Dataset records Block Start
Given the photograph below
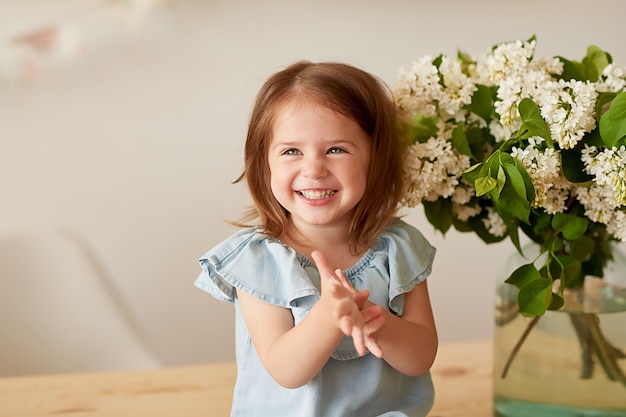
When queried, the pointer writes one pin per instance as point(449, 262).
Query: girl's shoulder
point(400, 240)
point(256, 263)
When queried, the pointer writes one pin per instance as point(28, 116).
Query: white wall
point(134, 144)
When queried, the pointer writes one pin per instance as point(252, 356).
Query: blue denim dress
point(348, 385)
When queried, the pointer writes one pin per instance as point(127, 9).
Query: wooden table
point(462, 376)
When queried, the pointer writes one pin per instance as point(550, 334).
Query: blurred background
point(122, 126)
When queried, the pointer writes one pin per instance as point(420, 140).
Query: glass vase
point(572, 362)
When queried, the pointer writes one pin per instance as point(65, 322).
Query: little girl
point(333, 316)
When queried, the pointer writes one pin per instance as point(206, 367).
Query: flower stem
point(518, 345)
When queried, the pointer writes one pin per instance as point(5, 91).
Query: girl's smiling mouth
point(316, 194)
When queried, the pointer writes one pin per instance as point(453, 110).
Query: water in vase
point(552, 373)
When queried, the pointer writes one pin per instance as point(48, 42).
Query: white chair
point(58, 314)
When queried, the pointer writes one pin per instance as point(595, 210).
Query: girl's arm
point(409, 342)
point(293, 355)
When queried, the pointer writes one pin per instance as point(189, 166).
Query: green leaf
point(556, 303)
point(613, 122)
point(516, 179)
point(460, 143)
point(582, 248)
point(573, 167)
point(481, 231)
point(512, 203)
point(523, 275)
point(571, 226)
point(482, 103)
point(571, 271)
point(535, 297)
point(484, 184)
point(532, 122)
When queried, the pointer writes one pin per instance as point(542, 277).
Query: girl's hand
point(372, 314)
point(348, 307)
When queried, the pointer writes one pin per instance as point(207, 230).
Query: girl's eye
point(291, 151)
point(336, 150)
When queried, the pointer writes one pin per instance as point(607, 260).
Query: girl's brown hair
point(357, 95)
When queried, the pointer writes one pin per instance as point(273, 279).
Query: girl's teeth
point(313, 195)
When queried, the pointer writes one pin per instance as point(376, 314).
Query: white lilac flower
point(569, 109)
point(617, 225)
point(608, 167)
point(494, 223)
point(417, 90)
point(432, 170)
point(501, 132)
point(458, 89)
point(613, 79)
point(544, 168)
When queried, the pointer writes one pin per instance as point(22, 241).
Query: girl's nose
point(314, 167)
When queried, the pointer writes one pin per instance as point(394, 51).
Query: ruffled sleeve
point(257, 264)
point(410, 260)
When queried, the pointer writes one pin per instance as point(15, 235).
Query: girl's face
point(318, 160)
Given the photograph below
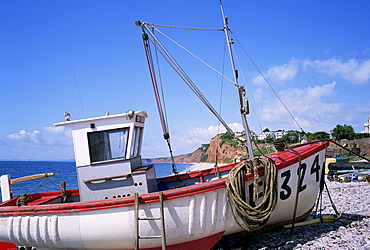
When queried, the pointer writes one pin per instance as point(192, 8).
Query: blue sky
point(316, 54)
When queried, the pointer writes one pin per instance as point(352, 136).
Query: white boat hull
point(191, 213)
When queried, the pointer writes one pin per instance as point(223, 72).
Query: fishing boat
point(121, 204)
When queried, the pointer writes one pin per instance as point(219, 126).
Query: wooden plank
point(30, 177)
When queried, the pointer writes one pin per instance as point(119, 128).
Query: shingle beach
point(352, 231)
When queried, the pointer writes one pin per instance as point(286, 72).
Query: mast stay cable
point(268, 83)
point(166, 134)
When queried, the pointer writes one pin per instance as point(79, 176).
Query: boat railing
point(6, 183)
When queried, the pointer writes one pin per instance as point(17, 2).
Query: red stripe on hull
point(282, 159)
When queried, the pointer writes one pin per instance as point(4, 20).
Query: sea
point(63, 172)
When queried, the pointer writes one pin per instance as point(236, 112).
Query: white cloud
point(189, 140)
point(353, 71)
point(307, 106)
point(47, 135)
point(48, 143)
point(279, 73)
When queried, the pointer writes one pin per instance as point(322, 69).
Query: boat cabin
point(108, 156)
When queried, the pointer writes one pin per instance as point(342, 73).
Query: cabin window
point(136, 143)
point(108, 145)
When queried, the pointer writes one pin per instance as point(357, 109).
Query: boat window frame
point(105, 153)
point(137, 140)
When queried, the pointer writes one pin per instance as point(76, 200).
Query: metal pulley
point(244, 101)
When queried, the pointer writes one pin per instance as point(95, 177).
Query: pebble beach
point(351, 231)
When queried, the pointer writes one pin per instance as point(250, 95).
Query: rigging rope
point(187, 28)
point(166, 134)
point(268, 83)
point(182, 47)
point(254, 217)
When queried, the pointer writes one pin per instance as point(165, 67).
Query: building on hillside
point(263, 135)
point(367, 126)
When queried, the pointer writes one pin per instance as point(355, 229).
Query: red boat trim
point(282, 159)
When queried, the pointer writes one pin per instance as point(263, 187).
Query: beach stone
point(352, 231)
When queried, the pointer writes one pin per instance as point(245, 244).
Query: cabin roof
point(68, 123)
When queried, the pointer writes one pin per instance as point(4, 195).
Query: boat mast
point(243, 104)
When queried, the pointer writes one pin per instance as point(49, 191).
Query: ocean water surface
point(63, 171)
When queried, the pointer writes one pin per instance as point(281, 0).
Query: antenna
point(79, 95)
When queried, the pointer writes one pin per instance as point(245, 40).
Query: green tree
point(361, 135)
point(343, 132)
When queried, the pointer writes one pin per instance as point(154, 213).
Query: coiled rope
point(254, 217)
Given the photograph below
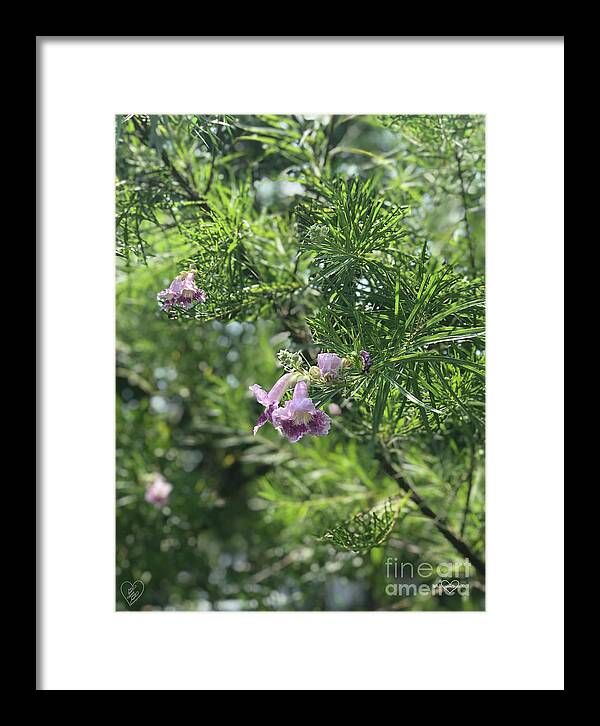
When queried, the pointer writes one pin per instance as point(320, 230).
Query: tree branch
point(459, 544)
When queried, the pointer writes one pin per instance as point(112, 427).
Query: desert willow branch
point(459, 544)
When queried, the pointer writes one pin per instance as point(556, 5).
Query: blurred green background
point(227, 539)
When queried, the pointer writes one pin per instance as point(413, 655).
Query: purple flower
point(271, 399)
point(182, 291)
point(158, 492)
point(366, 360)
point(329, 364)
point(299, 416)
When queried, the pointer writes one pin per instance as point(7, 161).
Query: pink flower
point(182, 291)
point(329, 364)
point(158, 492)
point(299, 416)
point(271, 399)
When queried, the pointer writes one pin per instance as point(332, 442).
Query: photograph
point(300, 362)
point(302, 411)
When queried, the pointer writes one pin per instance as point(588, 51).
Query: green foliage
point(308, 234)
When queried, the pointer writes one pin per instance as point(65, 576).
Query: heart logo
point(132, 592)
point(449, 586)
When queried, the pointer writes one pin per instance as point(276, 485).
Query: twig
point(458, 543)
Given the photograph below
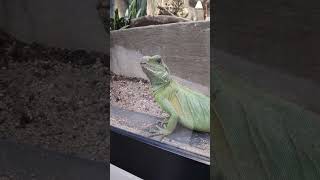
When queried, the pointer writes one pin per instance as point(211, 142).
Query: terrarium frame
point(151, 159)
Dataset records Block End
Exercise aim: Could you transcribe the records above exactly, leaving every picture out?

Exercise output:
Given the photograph below
When queried, the pointer writes one pin per instance as point(449, 262).
Query: girl's shoulder
point(400, 240)
point(256, 263)
When queried, the pointer writes one pin per instance as point(28, 116).
Query: white wall
point(134, 144)
When queried, the pointer writes one pin per instance as point(252, 356).
Query: blue denim dress
point(348, 385)
When queried, the pointer writes one pin per instance as point(127, 9).
Query: wooden table
point(462, 376)
When queried, the pointer writes one pin per instance as point(550, 334).
Query: blurred background
point(122, 126)
When queried, the pointer writes one pin per instance as point(420, 140).
Query: glass vase
point(572, 362)
When queried, the pointer writes one pin per instance as point(65, 322).
Query: little girl
point(333, 316)
When queried, the pointer writes one pin per instance as point(206, 367).
Query: flower stem
point(518, 345)
When queried, the pointer writes one pin per instance as point(5, 91).
Query: girl's smiling mouth
point(316, 194)
When queried, the pointer writes one pin per instance as point(453, 110).
Query: water in vase
point(552, 373)
When queried, the pointer writes one pin per instance as point(48, 42).
Query: white chair
point(58, 314)
When queried, the pointer writes one pin per instance as point(595, 210).
Query: girl's arm
point(409, 342)
point(293, 355)
When queried, the pointer writes one pin per instance as point(189, 166).
Query: green leaf
point(556, 303)
point(613, 122)
point(516, 179)
point(460, 143)
point(582, 248)
point(573, 167)
point(481, 231)
point(512, 203)
point(523, 275)
point(571, 226)
point(482, 103)
point(571, 271)
point(535, 297)
point(484, 184)
point(532, 122)
When queried, the pointer writes one pin per instance as point(542, 277).
Query: girl's hand
point(372, 314)
point(348, 307)
When queried, the pointer writes one pin per instance as point(207, 230).
Query: girl's eye
point(291, 151)
point(336, 150)
When queried, the pointer writes one pin per instance as point(607, 260).
Query: girl's brown hair
point(357, 95)
When queried, the pointer writes one pin per instance as point(273, 279).
Query: girl's teeth
point(313, 195)
When queried, the pointer writes one pin per instance as point(376, 314).
Query: white lilac flower
point(569, 109)
point(617, 225)
point(608, 167)
point(494, 223)
point(417, 90)
point(432, 170)
point(501, 132)
point(458, 89)
point(613, 79)
point(544, 168)
When queried, the pointer writes one pin per instance as point(22, 241).
Query: girl's nose
point(314, 167)
When queried, the pointer writes one pin per instance as point(394, 51).
Query: ruffled sleeve
point(257, 264)
point(410, 260)
When queried, the pointer writes one pin per instance as point(15, 235).
Query: girl's face
point(318, 160)
Given the photograph below
When queried, the pointer writes one pin per instance as point(192, 8).
Query: blue sky
point(316, 54)
When queried, the pointer writes one pin per instance as point(352, 136).
Query: white boat hull
point(191, 213)
When queried, the pointer writes one pin per instance as point(223, 72).
Query: fishing boat
point(121, 204)
When queried, the pointer writes one pin per instance as point(219, 126).
Query: wooden plank
point(30, 177)
When queried, the pointer writes one pin per instance as point(119, 128).
Query: shingle beach
point(352, 231)
When queried, the pointer writes one pin per instance as point(286, 72).
Query: mast stay cable
point(268, 83)
point(166, 134)
When queried, the pointer writes one pin per instance as point(79, 176).
Query: boat railing
point(6, 183)
When queried, the pointer writes one pin per instance as point(17, 2).
Query: red stripe on hull
point(282, 159)
When queried, the pointer writes one pin per instance as point(4, 20).
Query: sea
point(63, 172)
When queried, the pointer writes one pin per instance as point(236, 112).
Query: white cloud
point(189, 140)
point(353, 71)
point(307, 106)
point(47, 135)
point(48, 143)
point(279, 73)
When queried, the pointer writes one pin per instance as point(322, 69).
Query: boat cabin
point(108, 156)
When queried, the pointer writes one pin per instance as point(342, 73).
Query: cabin window
point(136, 143)
point(108, 145)
When queried, the pointer writes one pin per instance as point(357, 109).
Query: boat window frame
point(105, 153)
point(137, 140)
When queried, the pointer writes one pin per instance as point(76, 200).
Query: metal pulley
point(244, 101)
When queried, the pointer writes one pin per instance as point(95, 177).
Query: pebble beach
point(351, 231)
When queried, the pointer writes one pin per instance as point(250, 95).
Query: rigging rope
point(187, 28)
point(166, 134)
point(268, 83)
point(182, 47)
point(254, 217)
When queried, the pointer writes one pin per instance as point(165, 67).
Query: building on hillside
point(263, 135)
point(367, 126)
When queried, the pointer writes one pin per instance as point(355, 229).
Query: red boat trim
point(282, 159)
When queried, the pointer writes one pin per instance as point(263, 187).
Query: beach stone
point(352, 231)
When queried, the pointer writes one pin per instance as point(245, 244).
Query: cabin roof
point(68, 123)
When queried, the pointer writes one pin per instance as point(4, 195).
Query: boat mast
point(243, 104)
When queried, the pointer writes one pin per instance as point(49, 191).
Query: ocean water surface
point(63, 171)
When queried, the pointer writes one pin per instance as point(281, 0).
Query: antenna
point(79, 95)
When queried, the pointer writes one pin per instance as point(245, 40).
Query: green tree
point(361, 135)
point(343, 132)
When queried, the pointer writes one pin per instance as point(154, 213).
Query: coiled rope
point(254, 217)
Given the photograph below
When queried, the pointer writes one pin per instance as point(320, 230).
Query: tree branch
point(459, 544)
When queried, the pointer writes one pin per instance as point(112, 427).
Query: desert willow branch
point(459, 544)
When queried, the pointer writes one pin per instance as point(556, 5).
Query: blurred green background
point(227, 539)
When queried, the pointer writes one pin per instance as point(413, 655).
Query: purple flower
point(271, 399)
point(182, 291)
point(158, 492)
point(366, 360)
point(329, 364)
point(299, 416)
When queried, the pointer writes one pin per instance as point(7, 161).
Query: pink flower
point(182, 291)
point(329, 364)
point(158, 492)
point(299, 416)
point(271, 399)
When queried, the pointer writes one pin per instance as point(332, 442).
Query: photograph
point(300, 362)
point(302, 411)
When queried, the pointer writes one pin per instance as point(588, 51).
Query: green foliage
point(308, 234)
When queried, the pointer writes one pin per instance as point(65, 576).
Query: heart logo
point(132, 592)
point(449, 586)
When queried, the pointer writes one pin per instance as point(276, 485).
Query: twig
point(458, 543)
Given the photograph below
When queried, the pointer writes one pin per instance as point(211, 142).
Query: terrarium frame
point(151, 159)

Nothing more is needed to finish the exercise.